#### WHAT YOU HAVE TO DO:
Search the records below for the word "background" and show every line where it occurs.

#### DATASET EXTRACT:
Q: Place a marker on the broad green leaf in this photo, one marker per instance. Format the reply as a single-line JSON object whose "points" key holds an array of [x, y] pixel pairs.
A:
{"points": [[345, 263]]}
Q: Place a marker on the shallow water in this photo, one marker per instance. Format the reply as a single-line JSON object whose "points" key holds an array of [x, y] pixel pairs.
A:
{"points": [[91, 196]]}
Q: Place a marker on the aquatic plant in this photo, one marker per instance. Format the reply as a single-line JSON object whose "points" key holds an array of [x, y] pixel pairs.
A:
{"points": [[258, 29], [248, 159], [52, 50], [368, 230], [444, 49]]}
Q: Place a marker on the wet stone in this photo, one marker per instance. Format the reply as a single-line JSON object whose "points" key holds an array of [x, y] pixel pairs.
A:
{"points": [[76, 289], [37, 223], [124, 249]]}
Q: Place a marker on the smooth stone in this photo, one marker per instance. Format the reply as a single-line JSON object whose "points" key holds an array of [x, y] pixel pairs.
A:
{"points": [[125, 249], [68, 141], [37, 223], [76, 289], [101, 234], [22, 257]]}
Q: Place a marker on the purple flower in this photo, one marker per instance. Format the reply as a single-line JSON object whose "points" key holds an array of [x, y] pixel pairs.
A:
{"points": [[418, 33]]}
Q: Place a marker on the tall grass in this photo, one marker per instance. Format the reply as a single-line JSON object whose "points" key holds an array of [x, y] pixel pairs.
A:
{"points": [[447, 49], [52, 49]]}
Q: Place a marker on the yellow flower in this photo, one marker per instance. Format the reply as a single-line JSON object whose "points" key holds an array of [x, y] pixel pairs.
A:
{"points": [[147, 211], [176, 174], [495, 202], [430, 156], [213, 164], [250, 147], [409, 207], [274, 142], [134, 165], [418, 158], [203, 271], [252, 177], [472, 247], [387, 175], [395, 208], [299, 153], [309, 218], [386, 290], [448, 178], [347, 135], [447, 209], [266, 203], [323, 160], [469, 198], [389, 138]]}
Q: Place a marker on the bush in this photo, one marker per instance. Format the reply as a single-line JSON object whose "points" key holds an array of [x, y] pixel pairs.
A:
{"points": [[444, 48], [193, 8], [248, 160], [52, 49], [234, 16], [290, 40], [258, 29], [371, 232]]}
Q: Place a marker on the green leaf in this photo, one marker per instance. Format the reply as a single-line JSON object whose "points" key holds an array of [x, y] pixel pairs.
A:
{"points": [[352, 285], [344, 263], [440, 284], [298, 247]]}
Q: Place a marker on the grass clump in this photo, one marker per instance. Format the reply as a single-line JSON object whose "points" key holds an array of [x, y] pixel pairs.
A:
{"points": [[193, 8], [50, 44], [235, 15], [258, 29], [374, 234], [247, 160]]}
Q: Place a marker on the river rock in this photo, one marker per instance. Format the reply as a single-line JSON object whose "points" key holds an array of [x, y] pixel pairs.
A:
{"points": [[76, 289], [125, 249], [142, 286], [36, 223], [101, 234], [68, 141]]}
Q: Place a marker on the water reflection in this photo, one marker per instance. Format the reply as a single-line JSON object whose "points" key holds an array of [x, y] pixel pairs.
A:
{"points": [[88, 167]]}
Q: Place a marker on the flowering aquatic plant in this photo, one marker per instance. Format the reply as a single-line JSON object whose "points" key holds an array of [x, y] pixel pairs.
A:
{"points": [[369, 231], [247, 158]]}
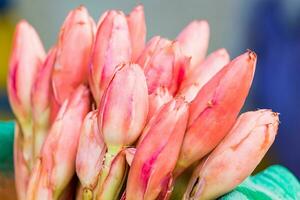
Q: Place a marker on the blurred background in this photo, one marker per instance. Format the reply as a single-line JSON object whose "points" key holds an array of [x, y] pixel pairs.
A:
{"points": [[269, 27]]}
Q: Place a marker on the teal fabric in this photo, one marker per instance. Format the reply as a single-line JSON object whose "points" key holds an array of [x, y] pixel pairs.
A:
{"points": [[274, 183], [6, 147]]}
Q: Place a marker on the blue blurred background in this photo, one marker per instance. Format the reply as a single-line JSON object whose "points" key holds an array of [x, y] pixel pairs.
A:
{"points": [[269, 27]]}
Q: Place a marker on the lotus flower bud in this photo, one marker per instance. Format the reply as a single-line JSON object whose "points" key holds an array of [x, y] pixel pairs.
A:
{"points": [[129, 153], [73, 53], [150, 175], [90, 154], [137, 29], [112, 178], [195, 80], [26, 60], [194, 40], [22, 171], [124, 107], [158, 98], [56, 166], [122, 116], [112, 47], [214, 110], [235, 158], [164, 65], [156, 43], [40, 99]]}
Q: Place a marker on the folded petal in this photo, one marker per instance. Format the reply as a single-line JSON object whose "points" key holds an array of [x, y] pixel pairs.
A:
{"points": [[56, 166], [137, 29], [235, 158], [124, 107], [215, 108], [150, 174], [73, 53], [198, 77], [112, 47], [90, 153], [194, 39]]}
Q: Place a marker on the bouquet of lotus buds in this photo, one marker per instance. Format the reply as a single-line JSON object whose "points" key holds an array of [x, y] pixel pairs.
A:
{"points": [[104, 115]]}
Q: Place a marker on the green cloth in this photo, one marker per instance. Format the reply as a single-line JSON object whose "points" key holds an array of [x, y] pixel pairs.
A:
{"points": [[6, 147], [276, 182]]}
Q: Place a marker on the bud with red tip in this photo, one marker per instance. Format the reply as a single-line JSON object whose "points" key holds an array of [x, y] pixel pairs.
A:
{"points": [[164, 64], [26, 61], [112, 47], [122, 116], [124, 108], [215, 108], [73, 53], [150, 175], [137, 29], [41, 101], [197, 78], [235, 157], [56, 166], [193, 40]]}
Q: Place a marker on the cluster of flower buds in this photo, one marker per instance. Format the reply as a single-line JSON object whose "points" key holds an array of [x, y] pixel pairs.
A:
{"points": [[105, 115]]}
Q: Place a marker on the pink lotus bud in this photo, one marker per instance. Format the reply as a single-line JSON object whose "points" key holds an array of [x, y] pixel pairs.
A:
{"points": [[22, 171], [112, 47], [155, 44], [150, 175], [235, 158], [196, 79], [56, 166], [73, 53], [214, 110], [124, 107], [112, 177], [194, 40], [137, 29], [164, 65], [90, 153], [40, 99], [26, 60], [129, 153], [158, 98]]}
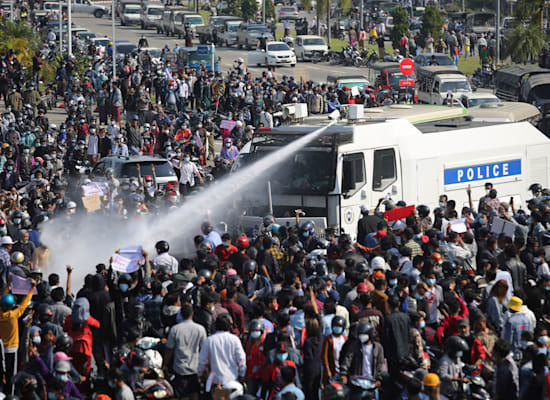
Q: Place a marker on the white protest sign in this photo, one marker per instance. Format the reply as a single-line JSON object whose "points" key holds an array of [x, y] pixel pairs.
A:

#### REPLY:
Q: Place a marker on the blurred background in this photo, one marker per instance. Format the reply as a single-line JSON object whose "points" key holds an array of [x, y] pixel pairs.
Q: Place a marker on the blue blurred background in this photo, one marker per instance. Format the reply as a single-line JSON object whose "points" key holds an array of [x, y] pixel pairs.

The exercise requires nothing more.